-------- Vorliegender Text

Diese Hoffnung ist leider trügerisch. Denn Tarifverträge wirken auch nach Ende der Laufzeit nach und sind anwendbar bis zu einem neuen Tarifabschluss. Im speziellen Fall „Tarifvertrag Leiharbeit“ ist die Nachwirkung zugegeben juristisch umstritten. Dies müssten die Betroffenen aufgrund des fehlenden Verbandsklagerechts jedoch individuell vor den Arbeitsgerichten klären lassen, was bekanntlich lange dauern kann und mit einer lange dauernden Rechtsunsicherheit verbunden ist. Außerdem stellt sich in der Praxis die Frage, ob Kollegen, die nicht selten zwischen Leiharbeit und Erwerbslosigkeit und dem damit verbundenen Sanktionsregime pendeln, den Mut haben, vor ein Arbeitsgericht zu ziehen.

----------------

Gib den Text über die Nachwirkung von Tarifverträgen von „Diese Hoffnung ist“ bis „Arbeitsgericht zu ziehen.“ neu wieder und setze dabei „Beschäftigte“ anstelle von „Kollegen“ ein. Die Zeilen spielen hierbei keine Rolle.

-------- Datenauszug

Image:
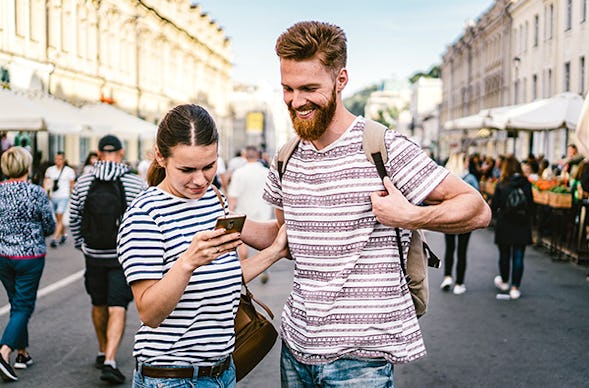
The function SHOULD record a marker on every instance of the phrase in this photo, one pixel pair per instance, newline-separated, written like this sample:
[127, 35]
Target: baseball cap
[109, 143]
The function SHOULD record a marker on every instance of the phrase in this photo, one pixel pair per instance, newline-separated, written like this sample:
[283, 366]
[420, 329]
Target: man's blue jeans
[344, 373]
[21, 281]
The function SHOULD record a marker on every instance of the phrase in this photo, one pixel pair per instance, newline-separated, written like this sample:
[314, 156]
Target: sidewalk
[540, 340]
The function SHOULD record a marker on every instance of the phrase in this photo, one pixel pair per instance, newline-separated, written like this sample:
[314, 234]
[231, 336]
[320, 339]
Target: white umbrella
[106, 118]
[60, 116]
[19, 113]
[486, 118]
[560, 111]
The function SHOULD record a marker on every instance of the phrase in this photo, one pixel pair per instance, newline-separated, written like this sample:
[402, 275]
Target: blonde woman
[25, 220]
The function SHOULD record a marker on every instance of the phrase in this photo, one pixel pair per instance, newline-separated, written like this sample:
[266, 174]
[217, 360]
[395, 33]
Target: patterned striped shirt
[157, 228]
[349, 297]
[26, 219]
[108, 171]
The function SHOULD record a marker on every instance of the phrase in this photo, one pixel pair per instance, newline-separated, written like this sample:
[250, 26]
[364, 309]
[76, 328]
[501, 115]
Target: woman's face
[189, 170]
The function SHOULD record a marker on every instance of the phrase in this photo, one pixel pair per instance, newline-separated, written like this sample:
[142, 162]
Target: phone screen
[232, 224]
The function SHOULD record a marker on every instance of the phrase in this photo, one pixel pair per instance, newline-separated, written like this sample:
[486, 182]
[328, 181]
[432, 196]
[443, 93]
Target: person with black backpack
[512, 206]
[98, 203]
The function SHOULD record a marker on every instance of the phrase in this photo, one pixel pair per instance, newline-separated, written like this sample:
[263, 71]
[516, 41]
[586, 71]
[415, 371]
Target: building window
[21, 16]
[569, 14]
[551, 22]
[536, 29]
[582, 75]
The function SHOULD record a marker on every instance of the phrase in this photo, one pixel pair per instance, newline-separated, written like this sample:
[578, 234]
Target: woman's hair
[304, 40]
[186, 124]
[509, 167]
[16, 162]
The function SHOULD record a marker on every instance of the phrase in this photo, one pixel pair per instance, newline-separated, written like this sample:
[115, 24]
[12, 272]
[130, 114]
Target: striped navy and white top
[157, 228]
[108, 171]
[349, 298]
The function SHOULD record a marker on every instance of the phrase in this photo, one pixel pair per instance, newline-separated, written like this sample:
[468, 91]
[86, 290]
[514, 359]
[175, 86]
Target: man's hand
[391, 208]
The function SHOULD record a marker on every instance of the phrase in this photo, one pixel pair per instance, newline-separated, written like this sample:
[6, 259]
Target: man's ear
[342, 79]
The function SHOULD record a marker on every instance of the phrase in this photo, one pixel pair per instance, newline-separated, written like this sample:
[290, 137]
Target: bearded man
[350, 316]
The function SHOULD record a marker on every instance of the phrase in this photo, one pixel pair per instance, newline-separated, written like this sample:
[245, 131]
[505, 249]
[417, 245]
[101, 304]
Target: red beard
[314, 128]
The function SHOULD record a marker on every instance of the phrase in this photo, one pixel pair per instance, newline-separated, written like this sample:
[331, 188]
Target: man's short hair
[110, 143]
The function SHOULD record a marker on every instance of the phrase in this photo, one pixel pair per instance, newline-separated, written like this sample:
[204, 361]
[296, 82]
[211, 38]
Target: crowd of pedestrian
[151, 238]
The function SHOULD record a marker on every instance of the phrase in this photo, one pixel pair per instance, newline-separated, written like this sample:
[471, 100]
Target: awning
[26, 111]
[486, 118]
[19, 113]
[560, 111]
[60, 116]
[106, 118]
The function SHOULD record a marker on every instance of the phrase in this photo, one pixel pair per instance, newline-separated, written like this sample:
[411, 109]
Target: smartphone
[232, 224]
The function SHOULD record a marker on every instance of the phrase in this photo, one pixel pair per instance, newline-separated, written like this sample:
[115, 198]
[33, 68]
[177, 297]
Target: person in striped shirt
[185, 275]
[350, 315]
[104, 279]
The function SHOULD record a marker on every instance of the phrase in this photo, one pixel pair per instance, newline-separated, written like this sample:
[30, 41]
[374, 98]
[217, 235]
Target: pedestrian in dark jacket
[25, 220]
[513, 230]
[104, 278]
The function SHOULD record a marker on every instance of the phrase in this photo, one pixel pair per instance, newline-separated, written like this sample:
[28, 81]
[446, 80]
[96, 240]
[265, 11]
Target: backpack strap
[374, 145]
[377, 154]
[284, 154]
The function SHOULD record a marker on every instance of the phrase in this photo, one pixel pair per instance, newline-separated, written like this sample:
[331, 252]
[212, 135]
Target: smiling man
[350, 316]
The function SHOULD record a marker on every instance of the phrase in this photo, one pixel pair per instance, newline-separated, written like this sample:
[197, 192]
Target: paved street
[473, 340]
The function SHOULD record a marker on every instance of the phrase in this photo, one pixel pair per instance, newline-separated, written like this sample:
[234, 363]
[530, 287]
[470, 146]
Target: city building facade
[516, 52]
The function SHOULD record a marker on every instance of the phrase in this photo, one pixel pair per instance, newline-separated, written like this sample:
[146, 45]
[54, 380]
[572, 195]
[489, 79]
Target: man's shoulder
[132, 177]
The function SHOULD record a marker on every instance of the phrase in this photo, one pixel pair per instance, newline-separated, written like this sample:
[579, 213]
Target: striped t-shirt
[157, 228]
[349, 298]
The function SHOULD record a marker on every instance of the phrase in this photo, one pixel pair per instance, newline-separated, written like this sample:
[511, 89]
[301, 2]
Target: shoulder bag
[254, 333]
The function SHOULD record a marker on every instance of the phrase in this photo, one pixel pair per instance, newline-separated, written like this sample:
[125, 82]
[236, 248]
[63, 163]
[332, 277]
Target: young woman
[512, 231]
[25, 220]
[186, 276]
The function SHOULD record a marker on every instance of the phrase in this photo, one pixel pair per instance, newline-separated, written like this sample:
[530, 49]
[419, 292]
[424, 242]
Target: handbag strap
[248, 293]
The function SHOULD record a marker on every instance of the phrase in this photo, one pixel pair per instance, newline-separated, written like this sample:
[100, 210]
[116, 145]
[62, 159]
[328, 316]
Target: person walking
[185, 275]
[98, 202]
[59, 182]
[26, 219]
[350, 308]
[465, 167]
[245, 195]
[513, 227]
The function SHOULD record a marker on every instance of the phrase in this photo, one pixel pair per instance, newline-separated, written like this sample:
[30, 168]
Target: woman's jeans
[21, 281]
[344, 373]
[508, 255]
[227, 379]
[449, 256]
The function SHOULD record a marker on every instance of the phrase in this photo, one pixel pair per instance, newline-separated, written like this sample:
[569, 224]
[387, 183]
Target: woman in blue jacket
[25, 220]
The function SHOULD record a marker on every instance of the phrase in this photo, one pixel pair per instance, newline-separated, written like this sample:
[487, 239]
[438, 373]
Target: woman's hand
[206, 246]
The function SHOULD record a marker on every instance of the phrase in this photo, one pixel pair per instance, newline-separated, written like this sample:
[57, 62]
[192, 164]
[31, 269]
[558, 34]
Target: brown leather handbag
[254, 334]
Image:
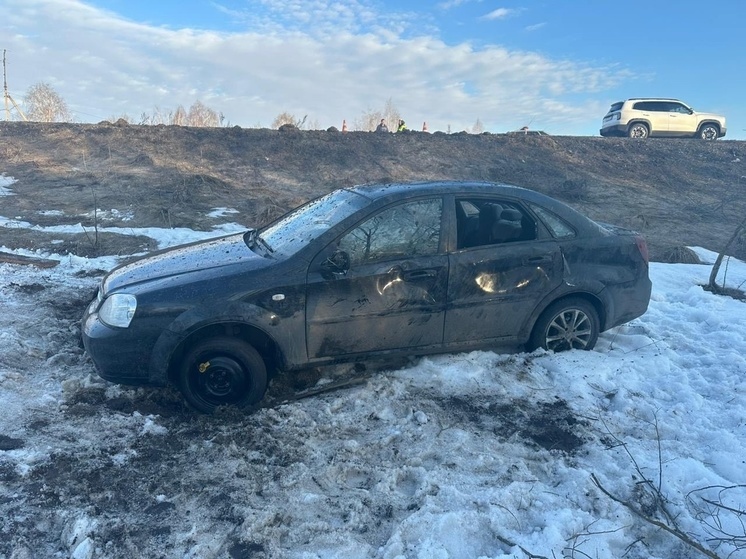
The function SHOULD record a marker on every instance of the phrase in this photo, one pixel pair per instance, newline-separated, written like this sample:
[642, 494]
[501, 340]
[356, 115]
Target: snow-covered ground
[457, 456]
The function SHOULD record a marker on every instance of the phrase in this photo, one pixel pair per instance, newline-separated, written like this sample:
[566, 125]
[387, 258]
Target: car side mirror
[336, 265]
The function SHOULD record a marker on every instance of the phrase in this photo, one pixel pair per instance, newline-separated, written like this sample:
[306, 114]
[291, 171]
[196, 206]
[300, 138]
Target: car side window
[405, 230]
[488, 222]
[557, 226]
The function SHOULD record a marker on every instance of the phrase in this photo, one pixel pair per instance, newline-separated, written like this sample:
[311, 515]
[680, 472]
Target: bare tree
[288, 118]
[180, 117]
[202, 115]
[44, 104]
[370, 118]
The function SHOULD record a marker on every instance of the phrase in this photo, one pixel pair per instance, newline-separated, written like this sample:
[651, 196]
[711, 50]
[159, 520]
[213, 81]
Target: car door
[502, 268]
[657, 113]
[681, 121]
[381, 285]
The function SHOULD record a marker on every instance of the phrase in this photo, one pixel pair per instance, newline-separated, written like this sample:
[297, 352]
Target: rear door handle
[419, 274]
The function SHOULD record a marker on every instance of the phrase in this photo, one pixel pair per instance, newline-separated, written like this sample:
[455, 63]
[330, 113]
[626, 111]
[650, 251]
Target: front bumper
[118, 354]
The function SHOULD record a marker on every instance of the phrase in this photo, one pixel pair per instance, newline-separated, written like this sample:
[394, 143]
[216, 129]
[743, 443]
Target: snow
[476, 455]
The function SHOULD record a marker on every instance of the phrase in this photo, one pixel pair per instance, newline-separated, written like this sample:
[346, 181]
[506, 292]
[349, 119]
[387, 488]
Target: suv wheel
[638, 130]
[708, 132]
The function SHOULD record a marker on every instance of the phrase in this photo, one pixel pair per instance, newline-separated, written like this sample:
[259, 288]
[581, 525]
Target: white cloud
[536, 26]
[105, 66]
[500, 13]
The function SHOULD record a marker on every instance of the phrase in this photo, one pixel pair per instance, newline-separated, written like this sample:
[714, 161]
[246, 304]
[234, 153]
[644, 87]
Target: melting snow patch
[5, 182]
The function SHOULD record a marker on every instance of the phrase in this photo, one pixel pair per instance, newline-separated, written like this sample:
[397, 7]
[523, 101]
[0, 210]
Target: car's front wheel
[222, 371]
[568, 324]
[709, 132]
[638, 130]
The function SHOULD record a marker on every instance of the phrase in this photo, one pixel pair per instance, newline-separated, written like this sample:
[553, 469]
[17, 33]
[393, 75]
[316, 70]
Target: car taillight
[642, 246]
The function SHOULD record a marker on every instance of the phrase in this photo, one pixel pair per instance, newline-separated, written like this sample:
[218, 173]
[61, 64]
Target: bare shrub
[288, 118]
[679, 255]
[44, 104]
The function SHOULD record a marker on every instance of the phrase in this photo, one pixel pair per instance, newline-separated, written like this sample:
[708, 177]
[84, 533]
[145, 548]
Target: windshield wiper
[264, 243]
[253, 239]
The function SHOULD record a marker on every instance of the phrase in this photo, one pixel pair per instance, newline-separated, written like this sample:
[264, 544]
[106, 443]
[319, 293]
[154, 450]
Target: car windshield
[296, 229]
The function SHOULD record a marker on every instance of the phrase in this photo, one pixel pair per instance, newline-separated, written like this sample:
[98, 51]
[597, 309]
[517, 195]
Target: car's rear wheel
[638, 130]
[222, 371]
[567, 324]
[708, 132]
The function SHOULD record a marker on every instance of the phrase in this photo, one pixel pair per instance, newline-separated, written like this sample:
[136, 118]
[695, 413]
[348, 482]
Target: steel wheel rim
[570, 329]
[222, 381]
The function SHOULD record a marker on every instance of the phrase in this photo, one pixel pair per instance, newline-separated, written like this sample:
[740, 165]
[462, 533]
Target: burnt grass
[676, 192]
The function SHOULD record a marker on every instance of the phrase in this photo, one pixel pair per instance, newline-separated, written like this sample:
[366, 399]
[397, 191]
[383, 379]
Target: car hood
[186, 259]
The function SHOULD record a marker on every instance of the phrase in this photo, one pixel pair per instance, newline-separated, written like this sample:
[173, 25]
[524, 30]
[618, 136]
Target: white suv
[643, 117]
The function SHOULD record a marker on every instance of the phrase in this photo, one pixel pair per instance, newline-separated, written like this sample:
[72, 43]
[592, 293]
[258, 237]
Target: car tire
[566, 324]
[638, 130]
[708, 132]
[222, 372]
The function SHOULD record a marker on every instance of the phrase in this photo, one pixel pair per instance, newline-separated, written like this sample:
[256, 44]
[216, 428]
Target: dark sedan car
[362, 272]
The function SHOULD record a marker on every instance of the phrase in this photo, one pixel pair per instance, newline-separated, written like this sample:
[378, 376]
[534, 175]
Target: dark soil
[676, 192]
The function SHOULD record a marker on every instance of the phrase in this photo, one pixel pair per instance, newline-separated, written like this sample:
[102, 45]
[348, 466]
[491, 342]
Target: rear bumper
[614, 130]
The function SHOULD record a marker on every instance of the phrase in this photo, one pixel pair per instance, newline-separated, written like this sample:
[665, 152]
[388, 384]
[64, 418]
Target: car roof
[383, 193]
[377, 191]
[653, 99]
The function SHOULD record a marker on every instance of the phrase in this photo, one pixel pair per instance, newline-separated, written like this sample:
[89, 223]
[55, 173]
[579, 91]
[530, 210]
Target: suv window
[657, 106]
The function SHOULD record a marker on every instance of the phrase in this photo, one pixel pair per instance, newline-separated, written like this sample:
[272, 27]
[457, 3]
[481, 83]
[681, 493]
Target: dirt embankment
[676, 192]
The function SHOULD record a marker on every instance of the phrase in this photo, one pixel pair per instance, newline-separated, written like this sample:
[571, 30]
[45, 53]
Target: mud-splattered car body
[362, 272]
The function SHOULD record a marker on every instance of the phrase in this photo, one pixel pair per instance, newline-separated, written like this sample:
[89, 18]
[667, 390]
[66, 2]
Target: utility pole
[6, 96]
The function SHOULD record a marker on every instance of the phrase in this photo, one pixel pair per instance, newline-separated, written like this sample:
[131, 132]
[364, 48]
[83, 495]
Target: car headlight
[118, 310]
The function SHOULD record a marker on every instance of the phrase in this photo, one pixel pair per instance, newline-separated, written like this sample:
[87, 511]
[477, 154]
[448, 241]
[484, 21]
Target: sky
[552, 66]
[437, 457]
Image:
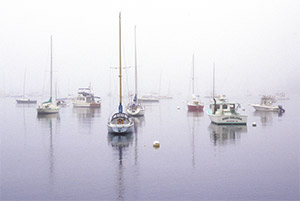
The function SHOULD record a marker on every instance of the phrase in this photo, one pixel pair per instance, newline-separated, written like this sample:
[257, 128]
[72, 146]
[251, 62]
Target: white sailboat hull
[120, 128]
[48, 108]
[87, 105]
[269, 108]
[228, 119]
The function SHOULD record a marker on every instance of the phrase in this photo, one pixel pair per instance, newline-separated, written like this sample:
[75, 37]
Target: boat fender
[281, 109]
[120, 121]
[156, 144]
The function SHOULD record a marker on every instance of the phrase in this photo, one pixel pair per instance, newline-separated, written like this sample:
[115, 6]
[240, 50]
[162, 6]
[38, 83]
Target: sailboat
[195, 104]
[135, 108]
[49, 107]
[24, 100]
[120, 123]
[223, 112]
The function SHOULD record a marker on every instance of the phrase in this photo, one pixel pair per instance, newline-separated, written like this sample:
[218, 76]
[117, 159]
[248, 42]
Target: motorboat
[120, 123]
[223, 112]
[86, 98]
[266, 104]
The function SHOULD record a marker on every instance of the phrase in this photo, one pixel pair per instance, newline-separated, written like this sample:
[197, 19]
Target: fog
[254, 44]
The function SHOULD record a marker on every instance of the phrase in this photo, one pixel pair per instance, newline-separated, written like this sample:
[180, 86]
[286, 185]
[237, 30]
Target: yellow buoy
[156, 144]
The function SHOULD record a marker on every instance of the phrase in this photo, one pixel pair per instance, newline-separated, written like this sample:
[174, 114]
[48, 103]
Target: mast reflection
[266, 118]
[195, 118]
[226, 134]
[47, 122]
[120, 143]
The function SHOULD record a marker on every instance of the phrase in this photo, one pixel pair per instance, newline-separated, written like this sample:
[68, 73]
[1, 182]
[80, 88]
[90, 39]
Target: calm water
[70, 156]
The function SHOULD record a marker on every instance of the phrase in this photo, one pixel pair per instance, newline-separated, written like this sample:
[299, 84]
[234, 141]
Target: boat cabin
[224, 107]
[120, 118]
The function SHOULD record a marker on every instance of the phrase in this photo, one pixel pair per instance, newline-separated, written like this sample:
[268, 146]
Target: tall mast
[135, 61]
[51, 68]
[214, 80]
[193, 78]
[120, 65]
[24, 83]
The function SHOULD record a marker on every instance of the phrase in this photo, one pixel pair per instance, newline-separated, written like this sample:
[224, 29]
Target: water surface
[70, 156]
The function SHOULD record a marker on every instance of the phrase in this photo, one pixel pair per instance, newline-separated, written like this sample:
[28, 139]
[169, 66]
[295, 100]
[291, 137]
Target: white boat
[194, 105]
[120, 123]
[266, 104]
[86, 98]
[281, 96]
[49, 107]
[24, 100]
[135, 108]
[223, 113]
[226, 134]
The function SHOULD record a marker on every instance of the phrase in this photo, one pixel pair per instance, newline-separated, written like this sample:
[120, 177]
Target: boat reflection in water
[48, 120]
[226, 134]
[120, 143]
[83, 113]
[266, 118]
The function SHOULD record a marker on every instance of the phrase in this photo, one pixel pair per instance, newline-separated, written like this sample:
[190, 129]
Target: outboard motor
[281, 110]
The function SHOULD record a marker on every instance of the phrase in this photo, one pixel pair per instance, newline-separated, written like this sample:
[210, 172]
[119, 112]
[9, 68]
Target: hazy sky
[255, 45]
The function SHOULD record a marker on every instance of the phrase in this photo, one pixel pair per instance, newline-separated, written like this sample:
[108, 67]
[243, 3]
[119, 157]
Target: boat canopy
[49, 101]
[120, 115]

----------------

**Erledigte Aufgabe:**
Diese Hoffnung ist leider trügerisch. Denn Tarifverträge wirken auch nach Ende der Laufzeit nach und sind anwendbar bis zu einem neuen Tarifabschluss. Im speziellen Fall „Tarifvertrag Leiharbeit“ ist die Nachwirkung zugegeben juristisch umstritten. Dies müssten die Betroffenen aufgrund des fehlenden Verbandsklagerechts jedoch individuell vor den Arbeitsgerichten klären lassen, was bekanntlich lange dauern kann und mit einer lange dauernden Rechtsunsicherheit verbunden ist. Außerdem stellt sich in der Praxis die Frage, ob Beschäftigte, die nicht selten zwischen Leiharbeit und Erwerbslosigkeit und dem damit verbundenen Sanktionsregime pendeln, den Mut haben, vor ein Arbeitsgericht zu ziehen.